____ QUOTED TEXT

White Island, known in Maori as Whakaari, is New Zealand's liveliest cone volcano. Between 1975 and 2000, it was in a constant state of eruption, the longest continuous eruption episode in history, with a number of other eruption episodes occurring between 2012 and 2016. More than 10,000 people visit the island to experience its dramatic landscape every year, so authorities keep a close eye on its activity for signs of volcanic unrest. Despite raising the alert level weeks prior to the devastating events of Monday afternoon, the violent eruption on White Island was not one authorities were able to predict with any precision, owing to the type of delicate, steam-driven processes that led to its explosion.

________

**DIRECTION 1:**
Repeat the passage about White Island word for word.

____ RECORDS TO USE

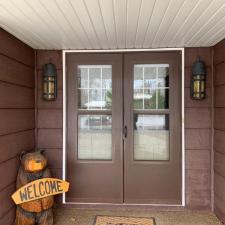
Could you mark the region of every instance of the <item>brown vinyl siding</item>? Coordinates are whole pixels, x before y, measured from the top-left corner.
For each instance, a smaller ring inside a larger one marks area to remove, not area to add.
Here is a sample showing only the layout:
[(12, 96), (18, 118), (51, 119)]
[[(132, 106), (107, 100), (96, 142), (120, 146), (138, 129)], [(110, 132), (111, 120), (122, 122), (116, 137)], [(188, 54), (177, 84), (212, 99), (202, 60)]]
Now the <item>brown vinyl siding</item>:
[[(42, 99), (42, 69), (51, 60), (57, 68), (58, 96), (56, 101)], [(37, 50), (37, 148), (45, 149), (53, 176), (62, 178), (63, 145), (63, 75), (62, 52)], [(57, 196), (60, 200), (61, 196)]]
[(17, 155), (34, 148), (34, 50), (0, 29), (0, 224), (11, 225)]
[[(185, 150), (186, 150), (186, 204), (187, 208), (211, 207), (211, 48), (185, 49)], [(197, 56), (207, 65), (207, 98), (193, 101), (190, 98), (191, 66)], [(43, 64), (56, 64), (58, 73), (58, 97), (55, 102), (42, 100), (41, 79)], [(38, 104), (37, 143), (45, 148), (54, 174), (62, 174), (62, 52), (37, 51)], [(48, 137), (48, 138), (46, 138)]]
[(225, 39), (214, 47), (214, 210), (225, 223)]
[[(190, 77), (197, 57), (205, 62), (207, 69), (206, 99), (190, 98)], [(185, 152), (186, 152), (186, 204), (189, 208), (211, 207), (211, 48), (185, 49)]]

________
____ RECORDS TO USE

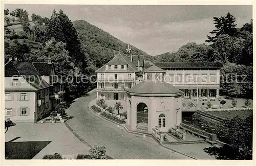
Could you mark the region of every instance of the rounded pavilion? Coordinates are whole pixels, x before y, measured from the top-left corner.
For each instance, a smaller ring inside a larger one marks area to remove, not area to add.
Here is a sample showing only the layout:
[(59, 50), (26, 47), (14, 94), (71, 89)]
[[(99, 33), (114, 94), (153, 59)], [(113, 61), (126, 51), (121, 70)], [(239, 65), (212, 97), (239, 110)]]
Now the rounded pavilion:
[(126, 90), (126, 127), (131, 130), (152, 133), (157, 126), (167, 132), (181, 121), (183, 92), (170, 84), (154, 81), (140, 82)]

________

**DIRECTION 2:**
Render the lines of the rows from the line that contains "Could you mark the region of every instance of the rounded" to the line that contains "81), (140, 82)]", both included, as a numbered list, leaving out any blank lines.

**WORKED ANSWER 1:**
White Island, known in Maori as Whakaari, is New Zealand's liveliest cone volcano. Between 1975 and 2000, it was in a constant state of eruption, the longest continuous eruption episode in history, with a number of other eruption episodes occurring between 2012 and 2016. More than 10,000 people visit the island to experience its dramatic landscape every year, so authorities keep a close eye on its activity for signs of volcanic unrest. Despite raising the alert level weeks prior to the devastating events of Monday afternoon, the violent eruption on White Island was not one authorities were able to predict with any precision, owing to the type of delicate, steam-driven processes that led to its explosion.

**WORKED ANSWER 2:**
1. Could you mark the region of every instance of the rounded pavilion? Coordinates are whole pixels, x before y, measured from the top-left corner.
2. For each instance, a smaller ring inside a larger one marks area to remove, not area to add.
3. Here is a sample showing only the layout:
4. [(59, 50), (26, 47), (14, 94), (71, 89)]
5. [[(99, 33), (114, 94), (153, 59)], [(113, 61), (126, 51), (121, 70)], [(239, 65), (212, 97), (239, 110)]]
6. Now the rounded pavilion:
7. [(126, 90), (126, 127), (131, 130), (152, 133), (157, 126), (167, 132), (181, 121), (183, 92), (170, 84), (154, 81), (140, 82)]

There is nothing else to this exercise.